Aim of the task: Wherever a line holds the word "strap", copy that line from the data.

Dataset extract:
····················

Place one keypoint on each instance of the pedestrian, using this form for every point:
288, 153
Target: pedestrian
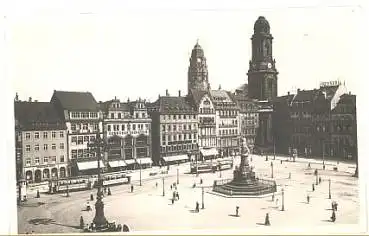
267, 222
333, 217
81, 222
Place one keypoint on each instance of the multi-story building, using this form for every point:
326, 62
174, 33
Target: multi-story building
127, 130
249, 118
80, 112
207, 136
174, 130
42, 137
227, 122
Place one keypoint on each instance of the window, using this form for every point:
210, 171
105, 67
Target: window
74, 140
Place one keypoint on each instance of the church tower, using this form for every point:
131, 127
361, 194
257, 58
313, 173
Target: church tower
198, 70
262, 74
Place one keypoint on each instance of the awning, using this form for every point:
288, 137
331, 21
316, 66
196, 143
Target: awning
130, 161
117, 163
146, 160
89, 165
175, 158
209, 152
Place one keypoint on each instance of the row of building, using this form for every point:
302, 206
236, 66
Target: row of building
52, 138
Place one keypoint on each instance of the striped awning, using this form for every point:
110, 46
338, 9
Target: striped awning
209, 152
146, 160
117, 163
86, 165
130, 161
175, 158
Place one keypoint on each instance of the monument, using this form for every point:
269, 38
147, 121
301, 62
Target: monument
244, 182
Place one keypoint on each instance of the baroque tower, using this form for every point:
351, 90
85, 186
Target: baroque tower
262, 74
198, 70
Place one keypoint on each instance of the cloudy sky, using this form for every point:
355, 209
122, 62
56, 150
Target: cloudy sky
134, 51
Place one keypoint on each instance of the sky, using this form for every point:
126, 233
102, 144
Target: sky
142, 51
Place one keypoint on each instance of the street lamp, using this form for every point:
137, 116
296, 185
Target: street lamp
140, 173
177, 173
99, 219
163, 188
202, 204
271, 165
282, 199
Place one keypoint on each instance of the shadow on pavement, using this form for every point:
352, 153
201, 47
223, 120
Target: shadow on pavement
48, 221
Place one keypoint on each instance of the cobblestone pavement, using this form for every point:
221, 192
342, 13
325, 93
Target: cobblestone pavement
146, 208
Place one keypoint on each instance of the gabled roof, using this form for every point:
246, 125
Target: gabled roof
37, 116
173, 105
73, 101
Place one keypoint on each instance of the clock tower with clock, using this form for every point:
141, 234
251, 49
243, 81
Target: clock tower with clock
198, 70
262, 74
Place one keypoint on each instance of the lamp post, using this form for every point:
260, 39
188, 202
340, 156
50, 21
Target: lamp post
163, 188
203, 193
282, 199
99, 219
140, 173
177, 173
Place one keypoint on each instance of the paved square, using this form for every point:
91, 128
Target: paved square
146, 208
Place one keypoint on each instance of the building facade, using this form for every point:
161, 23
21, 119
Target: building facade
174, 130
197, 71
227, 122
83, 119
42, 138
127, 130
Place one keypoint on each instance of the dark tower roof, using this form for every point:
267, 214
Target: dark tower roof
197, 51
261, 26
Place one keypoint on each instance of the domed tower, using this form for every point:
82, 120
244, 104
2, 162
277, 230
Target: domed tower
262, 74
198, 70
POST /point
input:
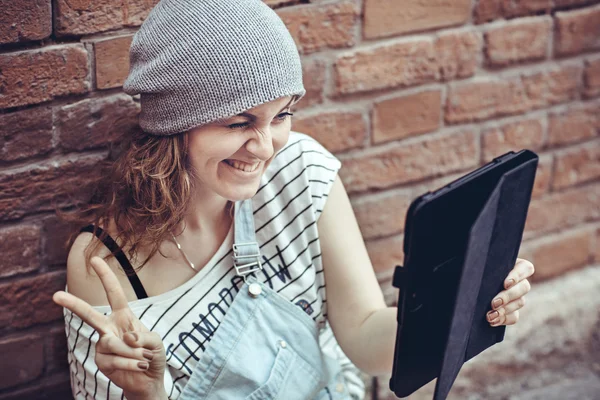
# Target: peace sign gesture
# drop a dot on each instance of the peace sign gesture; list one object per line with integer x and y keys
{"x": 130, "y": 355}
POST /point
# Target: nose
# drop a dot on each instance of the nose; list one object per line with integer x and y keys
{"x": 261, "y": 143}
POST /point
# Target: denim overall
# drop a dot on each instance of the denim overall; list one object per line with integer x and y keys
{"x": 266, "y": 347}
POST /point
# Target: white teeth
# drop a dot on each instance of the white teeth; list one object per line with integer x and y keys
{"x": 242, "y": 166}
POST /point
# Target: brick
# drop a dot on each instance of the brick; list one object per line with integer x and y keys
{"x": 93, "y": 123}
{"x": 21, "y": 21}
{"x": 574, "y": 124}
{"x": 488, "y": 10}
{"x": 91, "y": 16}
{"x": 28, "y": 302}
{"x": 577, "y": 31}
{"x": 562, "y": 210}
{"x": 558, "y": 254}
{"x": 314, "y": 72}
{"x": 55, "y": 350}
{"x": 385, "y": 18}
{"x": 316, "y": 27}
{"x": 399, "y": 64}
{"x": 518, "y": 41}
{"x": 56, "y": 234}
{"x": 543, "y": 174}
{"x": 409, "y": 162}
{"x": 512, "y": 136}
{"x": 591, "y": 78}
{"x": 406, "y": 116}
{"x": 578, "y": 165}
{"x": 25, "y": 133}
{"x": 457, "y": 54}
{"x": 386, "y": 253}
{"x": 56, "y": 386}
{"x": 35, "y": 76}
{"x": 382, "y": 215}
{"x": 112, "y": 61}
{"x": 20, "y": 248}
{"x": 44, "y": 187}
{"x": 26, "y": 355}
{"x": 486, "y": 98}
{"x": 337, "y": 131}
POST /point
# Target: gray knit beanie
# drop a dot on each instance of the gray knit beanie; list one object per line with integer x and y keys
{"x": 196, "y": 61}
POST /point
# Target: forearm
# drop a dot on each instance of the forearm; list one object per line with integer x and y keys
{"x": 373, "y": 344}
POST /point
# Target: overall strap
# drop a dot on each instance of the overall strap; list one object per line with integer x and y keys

····················

The answer:
# Target: overall strap
# drop a dot on each instance of the overall strap; list one object per line with integer x and y keys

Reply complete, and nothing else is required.